» EXTRACTED ENTRIES:
┏━━

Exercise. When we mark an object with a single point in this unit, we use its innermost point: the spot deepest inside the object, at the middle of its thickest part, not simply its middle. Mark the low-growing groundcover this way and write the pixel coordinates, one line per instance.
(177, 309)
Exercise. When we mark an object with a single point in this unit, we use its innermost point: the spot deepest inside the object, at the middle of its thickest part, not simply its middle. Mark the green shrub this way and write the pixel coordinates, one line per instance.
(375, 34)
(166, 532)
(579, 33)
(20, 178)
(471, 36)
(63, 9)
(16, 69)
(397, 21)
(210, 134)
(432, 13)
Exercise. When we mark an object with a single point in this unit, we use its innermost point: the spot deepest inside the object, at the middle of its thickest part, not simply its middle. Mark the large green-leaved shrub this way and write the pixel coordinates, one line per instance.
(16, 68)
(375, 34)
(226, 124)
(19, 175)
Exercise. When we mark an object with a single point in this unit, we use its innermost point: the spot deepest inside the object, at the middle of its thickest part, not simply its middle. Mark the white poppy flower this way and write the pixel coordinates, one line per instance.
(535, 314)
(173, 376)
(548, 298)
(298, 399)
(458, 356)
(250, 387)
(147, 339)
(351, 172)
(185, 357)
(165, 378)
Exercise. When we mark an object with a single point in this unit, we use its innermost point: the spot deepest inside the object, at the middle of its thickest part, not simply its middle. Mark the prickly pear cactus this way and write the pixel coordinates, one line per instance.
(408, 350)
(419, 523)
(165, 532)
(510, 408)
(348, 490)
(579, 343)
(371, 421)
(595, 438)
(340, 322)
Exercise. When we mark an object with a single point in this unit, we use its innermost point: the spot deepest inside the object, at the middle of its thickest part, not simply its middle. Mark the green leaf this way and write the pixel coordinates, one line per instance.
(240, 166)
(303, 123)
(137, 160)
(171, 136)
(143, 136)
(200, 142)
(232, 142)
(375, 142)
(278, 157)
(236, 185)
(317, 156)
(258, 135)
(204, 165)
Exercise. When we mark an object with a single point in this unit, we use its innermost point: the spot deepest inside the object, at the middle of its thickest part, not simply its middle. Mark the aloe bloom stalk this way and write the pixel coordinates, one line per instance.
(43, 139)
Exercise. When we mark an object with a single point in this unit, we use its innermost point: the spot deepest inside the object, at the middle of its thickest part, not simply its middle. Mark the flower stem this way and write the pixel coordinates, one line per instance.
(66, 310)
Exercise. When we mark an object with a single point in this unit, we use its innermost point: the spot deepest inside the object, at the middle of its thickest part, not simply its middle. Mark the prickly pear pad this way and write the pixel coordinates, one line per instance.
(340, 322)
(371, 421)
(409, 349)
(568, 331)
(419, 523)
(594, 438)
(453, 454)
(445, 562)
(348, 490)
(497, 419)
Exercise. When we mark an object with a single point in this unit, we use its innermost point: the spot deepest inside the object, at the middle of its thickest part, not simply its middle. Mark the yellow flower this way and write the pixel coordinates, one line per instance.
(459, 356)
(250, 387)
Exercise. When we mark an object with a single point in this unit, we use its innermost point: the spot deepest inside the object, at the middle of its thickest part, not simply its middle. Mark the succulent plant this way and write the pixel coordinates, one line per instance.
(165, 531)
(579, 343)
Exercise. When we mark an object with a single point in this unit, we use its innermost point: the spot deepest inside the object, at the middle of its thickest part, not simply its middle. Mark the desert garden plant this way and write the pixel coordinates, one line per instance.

┗━━

» EXERCISE DIRECTIONS: Reproduce all of the entries word for word.

» FINAL RESULT:
Exercise. When we mark an object with a single point in this unit, we use its innermost point: the spot deepest inside the object, at the middle of its thickest part, not simply its middle. Mark the low-growing groundcover this way and write the pixel coordinates, one line per instance.
(177, 309)
Exercise. When we mark an object with a single point in this unit, we use its innermost point: the spot deepest inside the object, at the middle of its thickest part, not simply its middle. Mark the green shrub this way and write the pixel coordinates, one line per instance.
(375, 34)
(166, 532)
(579, 33)
(20, 178)
(471, 36)
(63, 9)
(16, 69)
(397, 21)
(210, 134)
(432, 13)
Exercise. When we mark an object with a single point in this unit, we use its innermost point: the spot deepest inside the object, at the middle of its thickest part, not simply its middle. Mark the large green-leaved shrub this way and write the pixel coordinates, one line per instance.
(16, 68)
(375, 34)
(226, 124)
(19, 175)
Exercise. When we mark an object with a single point in this unit, we use its innermost point: the spot deepest inside the object, at the middle of its thickest part, not simply its middle. Mark the white poppy flower this way and write the pixel coordinates, one line per instance.
(535, 314)
(173, 376)
(548, 298)
(298, 399)
(458, 356)
(250, 387)
(147, 339)
(351, 172)
(185, 357)
(165, 378)
Exercise. When we mark an object with a single point in this unit, we use its innermost point: the spot deepest inside the object, at the middle of its thickest part, not simply its middle. Mark the prickly pear cactus this way and write the pixel coordinates, one line per instance.
(408, 350)
(419, 523)
(165, 532)
(510, 408)
(348, 490)
(579, 343)
(371, 421)
(595, 438)
(340, 322)
Exercise. When we mark an object with a single point in this unit, we use its innermost point: the spot deepest inside the object, at the middle of its thickest part, not simply its middle. Mark the green leaf this way and write the pixel coordinates, one line per instance.
(240, 166)
(303, 123)
(137, 160)
(171, 136)
(143, 136)
(200, 142)
(232, 142)
(375, 142)
(278, 157)
(236, 185)
(317, 156)
(258, 135)
(204, 165)
Exercise. When we mark an object with a single point in this unit, we use its innermost point: the spot deepest inside the object, at the middle of its thickest part, not simply its middle. Mark the aloe bloom stalk this way and write the pixel coordinates, one line per instance.
(43, 139)
Exercise. When we mark an object with a single point in this unit, we use its innermost point: the spot deepest inside the object, at the middle of its thickest part, not simply its middle. Mark the flower stem this way and write the pixel coordinates, one line per instance.
(66, 310)
Exercise. When we mark an object with a single point in this unit, we use its innermost point: the spot deepest inside the object, at the middle of its thickest part, not simply its middle. Mark the prickly pear pad this way and write the pixel coordinates, one line per instance.
(340, 322)
(371, 421)
(409, 349)
(568, 331)
(419, 523)
(594, 438)
(453, 454)
(445, 562)
(348, 490)
(497, 419)
Exercise. When we mark an object with a single point in this unit, we use its innermost point: the spot deepest inside the object, at the middle of its thickest part, not simply its middle. Mark the yellow flower this way and write the pixel coordinates, one line per instance.
(459, 356)
(250, 387)
Exercise. When we mark an object with a single point in this unit, we use its innermost point: the spot deepest inside the object, at the middle of its thickest part, not simply its middle. Mark the succulent plant this way and write the pixel coordinates, one line per instance.
(165, 531)
(579, 343)
Exercise. When we mark an object with a single point in this unit, we use its innermost point: the spot deepest inside the object, at the middle of its thickest part, not simply its middle. Mark the desert garden plant this way and write the pixel coordinates, one line per instance.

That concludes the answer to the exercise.